Sur la balle de match, il a alors manqué son premier service. Le public a commencé à se demander si Goran allait commettre une troisième double faute dans le jeu. À ce stade, tout allait trop vite. Je savais que je ne voulais pas regretter de ne pas avoir saisi ma chance sur une balle de match. Je me souviens d'avoir frappé de toutes mes forces, de l'avoir touchée, et de voir Goran, au milieu du terrain et déséquilibré, envoyer son revers dans le filet. »

Ce jour-là, André Agassi remporte son premier titre du Grand Chelem et surtout celui que personne ne pensait qu’il serait un jour capable de gagner. Sa victoire est une anomalie dans le palmarès de Wimbledon ancien gazon. Il a fallu un miracle pour qu’il s’adjuge le tournoi. C’est pourquoi je pensais nécessaire de faire cette parenthèse. J’entends certains dire, en lisant ces quelques phrases, « Et Borg alors ? C’était peut-être un serveur et volleyeur ???!!! », en mode sarcasme plus plus, genre moi, je connais le tennis. Bien sûr que non, mais à Wimbledon, le Suédois ne faisait que ça. C’est au filet qu’il est allé chercher ses cinq titres à Londres et pas autrement.

Revenons donc à cette métamorphose du gazon et la possibilité, désormais offerte à tous, de s’emparer du trophée. C’était une issue inévitable. La vérité est que Wimbledon avait peur de devenir un tournoi uniquement promis à des joueurs et joueuses monostyliques. Le tournoi ne voulait en aucun cas que des « servebots » comme Goran Ivanisevic prennent le contrôle du Centre Court. Il fallait changer quelque chose et c’est exactement ce qu’ils ont fait. Cependant, ils ne l’avoueront jamais. Toutes les théories de l’évolution des balles, des raquettes, des physiques des joueurs sont avancées pour éviter d’avouer que tout ça a été fait exprès.

• [Consigne écrite a]: Traduisez en anglais cette phrase du texte sur Wimbledon : « Il a fallu un miracle pour qu’il s’adjuge le tournoi. »

• [Données extraites d'une collection]:
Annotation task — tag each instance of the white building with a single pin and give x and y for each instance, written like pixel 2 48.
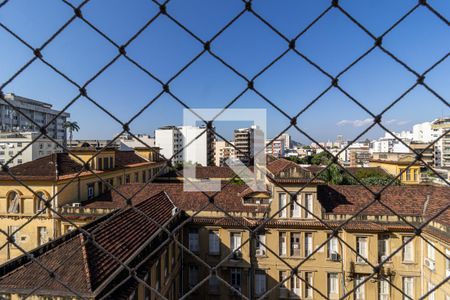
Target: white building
pixel 223 151
pixel 40 112
pixel 422 132
pixel 186 143
pixel 389 144
pixel 276 148
pixel 11 144
pixel 142 140
pixel 441 127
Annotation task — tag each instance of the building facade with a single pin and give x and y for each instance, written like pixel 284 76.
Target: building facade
pixel 62 178
pixel 223 152
pixel 441 127
pixel 40 112
pixel 188 144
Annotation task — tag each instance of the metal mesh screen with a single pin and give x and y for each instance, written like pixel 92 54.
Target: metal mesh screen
pixel 251 85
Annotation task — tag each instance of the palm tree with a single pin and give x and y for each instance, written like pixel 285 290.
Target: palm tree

• [Consigne écrite b]: Extrayez des entrées chaque ligne où figure la chaîne 'single'. La casse compte.

• [Réponse complète a]: It took a miracle for him to win the tournament.

• [Réponse complète b]:
Annotation task — tag each instance of the white building with a single pin and give x and y for each instance, written like pixel 2 48.
Annotation task — tag each instance of the building facade with a single pin and give x and y for each instance, written like pixel 284 76.
Annotation task — tag each instance of the metal mesh screen with a single pin and give x and y for each instance, written like pixel 92 54.
Annotation task — tag each instance of the palm tree with a single pin and give x and y for each instance, written like pixel 285 290.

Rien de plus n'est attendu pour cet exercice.